(Records from a dataset)
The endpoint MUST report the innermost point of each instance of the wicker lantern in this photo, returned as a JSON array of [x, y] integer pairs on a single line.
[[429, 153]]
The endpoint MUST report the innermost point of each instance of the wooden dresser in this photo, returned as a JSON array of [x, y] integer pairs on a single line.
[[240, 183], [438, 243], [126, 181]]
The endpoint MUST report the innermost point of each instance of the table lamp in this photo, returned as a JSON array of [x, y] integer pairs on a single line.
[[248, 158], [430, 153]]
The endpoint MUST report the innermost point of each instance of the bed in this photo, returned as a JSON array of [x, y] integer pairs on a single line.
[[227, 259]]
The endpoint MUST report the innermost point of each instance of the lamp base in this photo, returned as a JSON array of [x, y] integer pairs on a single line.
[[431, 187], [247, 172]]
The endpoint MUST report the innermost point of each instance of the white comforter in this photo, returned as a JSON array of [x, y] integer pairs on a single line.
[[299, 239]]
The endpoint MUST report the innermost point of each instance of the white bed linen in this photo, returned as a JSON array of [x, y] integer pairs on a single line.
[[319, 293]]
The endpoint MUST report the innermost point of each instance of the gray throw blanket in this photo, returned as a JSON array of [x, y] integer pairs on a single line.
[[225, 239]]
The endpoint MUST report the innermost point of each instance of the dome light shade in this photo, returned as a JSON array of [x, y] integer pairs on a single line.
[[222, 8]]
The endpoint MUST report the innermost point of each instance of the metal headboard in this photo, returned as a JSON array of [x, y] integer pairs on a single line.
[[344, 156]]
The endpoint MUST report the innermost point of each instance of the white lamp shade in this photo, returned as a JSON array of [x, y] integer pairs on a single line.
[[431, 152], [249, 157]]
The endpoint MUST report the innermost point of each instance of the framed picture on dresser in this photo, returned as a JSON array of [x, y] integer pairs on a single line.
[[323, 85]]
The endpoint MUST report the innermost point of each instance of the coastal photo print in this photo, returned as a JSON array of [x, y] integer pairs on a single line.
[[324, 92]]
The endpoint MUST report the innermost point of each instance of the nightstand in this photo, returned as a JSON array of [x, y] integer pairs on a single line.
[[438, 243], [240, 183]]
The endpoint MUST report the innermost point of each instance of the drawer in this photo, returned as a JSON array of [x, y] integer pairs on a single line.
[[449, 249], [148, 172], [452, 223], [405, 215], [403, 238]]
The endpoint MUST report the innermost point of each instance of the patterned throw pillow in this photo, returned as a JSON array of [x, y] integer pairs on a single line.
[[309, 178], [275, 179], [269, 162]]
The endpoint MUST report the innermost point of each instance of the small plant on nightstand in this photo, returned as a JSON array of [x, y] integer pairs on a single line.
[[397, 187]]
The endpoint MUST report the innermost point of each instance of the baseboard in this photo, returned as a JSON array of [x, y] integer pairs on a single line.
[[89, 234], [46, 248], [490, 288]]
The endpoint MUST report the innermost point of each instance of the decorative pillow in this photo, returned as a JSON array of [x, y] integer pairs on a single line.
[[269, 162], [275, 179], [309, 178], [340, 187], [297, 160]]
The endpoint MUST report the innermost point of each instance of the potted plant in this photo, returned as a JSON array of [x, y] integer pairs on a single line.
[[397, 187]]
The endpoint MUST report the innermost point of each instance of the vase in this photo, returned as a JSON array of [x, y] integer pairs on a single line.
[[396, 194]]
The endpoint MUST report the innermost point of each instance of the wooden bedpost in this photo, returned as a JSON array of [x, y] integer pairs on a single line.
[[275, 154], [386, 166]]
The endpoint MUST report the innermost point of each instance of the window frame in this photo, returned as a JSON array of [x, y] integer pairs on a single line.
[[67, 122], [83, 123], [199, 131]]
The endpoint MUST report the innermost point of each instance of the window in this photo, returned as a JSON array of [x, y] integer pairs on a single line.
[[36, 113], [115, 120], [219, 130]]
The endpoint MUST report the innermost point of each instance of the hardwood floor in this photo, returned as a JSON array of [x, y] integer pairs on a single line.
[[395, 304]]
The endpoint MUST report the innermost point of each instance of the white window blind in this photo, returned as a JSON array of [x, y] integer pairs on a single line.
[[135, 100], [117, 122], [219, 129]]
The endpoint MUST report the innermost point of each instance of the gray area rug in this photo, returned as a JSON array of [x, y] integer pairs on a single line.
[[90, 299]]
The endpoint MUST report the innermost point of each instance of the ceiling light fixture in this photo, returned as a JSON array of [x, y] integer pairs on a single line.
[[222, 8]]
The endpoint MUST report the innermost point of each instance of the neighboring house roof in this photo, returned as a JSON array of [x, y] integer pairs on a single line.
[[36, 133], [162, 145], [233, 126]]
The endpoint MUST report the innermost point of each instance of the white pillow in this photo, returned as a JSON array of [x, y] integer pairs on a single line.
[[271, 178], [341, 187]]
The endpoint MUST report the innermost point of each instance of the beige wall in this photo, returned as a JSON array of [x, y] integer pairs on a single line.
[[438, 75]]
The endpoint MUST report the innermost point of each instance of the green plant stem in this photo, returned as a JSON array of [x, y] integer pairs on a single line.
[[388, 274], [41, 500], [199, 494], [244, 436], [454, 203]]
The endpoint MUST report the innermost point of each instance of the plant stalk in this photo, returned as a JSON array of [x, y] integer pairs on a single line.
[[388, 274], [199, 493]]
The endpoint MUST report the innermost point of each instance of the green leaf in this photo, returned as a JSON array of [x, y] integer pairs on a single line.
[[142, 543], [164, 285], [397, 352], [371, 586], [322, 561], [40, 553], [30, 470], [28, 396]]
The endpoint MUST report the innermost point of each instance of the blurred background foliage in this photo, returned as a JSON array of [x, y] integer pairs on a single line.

GOAL.
Arrange all of the items above as a numbered list, leaving out any blank lines.

ANSWER TO THIS TASK.
1. The endpoint MUST report the innermost point of each instance of the wicker lantern in this photo, returned as a JSON array of [x, y] integer pairs on a single line.
2. [[429, 153]]
3. The endpoint MUST report the innermost point of each instance of the wooden dresser in this photo, returned as a JSON array of [x, y] integer pairs on a single line.
4. [[240, 183], [438, 243], [126, 181]]
5. The endpoint MUST report the innermost point of each instance of the table lamp in this photo, returned as a JSON array of [x, y] integer pairs on a single line.
6. [[248, 158], [430, 153]]
7. The endpoint MUST report the innermost point of each instance of the bed in this photo, returned as a JSON array of [x, y] integer pairs on a single line.
8. [[227, 259]]
9. The endpoint MUST report the innermost point of each instance of the lamp base in this photo, returned as a JSON array of [x, y] integer pairs on a single line.
10. [[431, 187], [247, 172]]
11. The endpoint MUST report the innermost point of each instance of the white comforter in this photo, returned as a JSON array of [x, y] integer pairs on a single line.
12. [[299, 239]]
13. The endpoint MUST report the innermost point of each instance of the white bed linen in this photo, returned as a JSON array of [x, y] integer pairs on a single line.
14. [[319, 293]]
15. The endpoint MUST report the innermost point of each instance of the gray throw blanket in this photo, returned as a JSON array of [x, y] integer pairs on a single line.
16. [[225, 239]]
17. The endpoint MUST report the innermost point of each instance of the dome light shade in this photo, returned as a JSON array of [x, y] integer pairs on a single line.
18. [[222, 8]]
19. The endpoint MUST report the innermost point of each instance of the metal headboard in this photo, returned as a JSON array of [x, y] integer pairs on a single line.
20. [[344, 156]]
21. The endpoint MUST report the innermost point of each instance of the white lamp shade in this photo, returned as a JSON array of [x, y] integer pairs on a single line.
22. [[431, 152], [249, 157]]
23. The endpoint MUST report the innermost point of each instance of the framed picture on dresser in this photo, returned as a JSON array of [x, y] integer pairs on a single line.
24. [[323, 85]]
25. The endpoint MUST report the innermost point of each instance of the coastal photo print in this photo, returned as a JSON array of [x, y] integer pairs on a single line.
26. [[324, 92]]
27. The endpoint MUST report the innermost point of each instance of the nightstand in this photo, returned as a JSON array of [x, y] integer pairs on a single line.
28. [[438, 243], [240, 183]]
29. The endpoint MUST report the innermost point of each instance of the drawer in this photo, returned as a JSON array of [x, y] integer pairs on a single line.
30. [[449, 249], [148, 172], [452, 223], [405, 215], [403, 238]]
31. The endpoint MUST report the innermost point of each instance of the patterned throw pillow in this photo, returned as a JSON array of [x, y] integer pairs on a single line.
32. [[309, 178], [275, 179], [269, 162]]
33. The endpoint MUST report the innermost point of each instance of the small plant on nightstand in this photo, returned as a JSON array of [x, y] integer pairs on a single line.
34. [[397, 187]]
35. The endpoint MUST report the innermost point of each instance of the baseboard in this photo, returned as a JSON array of [x, y] integer pairs on a single line.
36. [[89, 234], [46, 248], [490, 288]]
37. The endpoint MUST report the innermost point of each instance of the decorative pillow in this photo, returned as a JSON array of [x, y] integer pairs on a single line.
38. [[269, 162], [275, 179], [309, 178], [340, 187], [297, 160]]
39. The endpoint MUST report the innermost point of each instance of the potted plant in this photo, returned as a JSON array of [x, y] integer pairs on a single line.
40. [[397, 187]]
41. The endpoint MUST report the innermost point of each instance of the vase in this photo, returned as a JSON array of [x, y] integer pairs on a single line.
42. [[396, 194]]
43. The endpoint MUST report the innermost point of each instance of the wooden bedpost in this photo, returned as a JSON array of [x, y] integer pairs on a single line.
44. [[275, 154], [386, 166]]
45. The endpoint MUST report the innermost point of each instance of the window frame in this photo, returned as a JSON array of [x, y] integer pairs on a single line.
46. [[67, 122], [83, 123], [199, 131]]
47. The endpoint MUST report the innermost point of each instance of the window in this photo, returned as a JSON array of [x, y] integer pairs on a single line.
48. [[36, 113], [115, 120], [219, 130]]
49. The endpoint MUST report the innermost point of each instance of the hardwood floor in this photo, returned as a JSON array of [x, y] integer pairs on a single line.
50. [[395, 304]]
51. The endpoint MUST report the innermost point of each instance of the white window blind in this photo, returned as a JSON array of [x, y] integer pairs on a single line.
52. [[135, 100], [117, 122], [219, 129]]
53. The endpoint MUST report the innermost point of each instance of the gray area rug in this photo, returned as a JSON array of [x, y] integer pairs on a single line.
54. [[90, 299]]
55. The endpoint MUST report the innermost point of each instance of the ceiling light fixture in this photo, returned as a JSON array of [x, y] integer pairs on a single line.
56. [[222, 8]]
57. The endpoint MUST report the innermost point of each instance of the neighboring house roof in this photo, returned as a JSON array of [x, y] integer pairs on a single line.
58. [[36, 133], [162, 145], [233, 126]]
59. The endpoint MUST report the innermost point of each instance of the white pillow in this photo, returned as a JSON array of [x, y] integer pairs on a single line.
60. [[271, 178], [341, 187]]
61. The endpoint MUST report the innermost point of each instance of the beige wall in this photo, returned as a JSON array of [x, y] integer pairs on a single line.
62. [[438, 75]]
63. The endpoint MUST report the innermost point of each instance of the green plant stem in this photo, returned as a JSON array of [x, y] integer pairs on a single line.
64. [[388, 274], [41, 500], [199, 494], [244, 436], [454, 203]]
65. The endpoint MUST report the innermost point of each instance of the plant stalk in this photo, returned as a JSON array of [x, y] integer pairs on a single line.
66. [[388, 274], [199, 493]]
67. The endpoint MUST report the innermost point of each instance of the green leaf in this photo, returned as a JSON array of [x, y] integer pairs on a single line.
68. [[142, 543], [164, 285], [397, 352], [371, 586], [322, 561], [40, 553], [30, 470], [28, 396]]
69. The endpoint MUST report the innermost point of each instance of the blurred background foliage in this photo, returned as a JSON array of [x, y] integer pairs on a single line.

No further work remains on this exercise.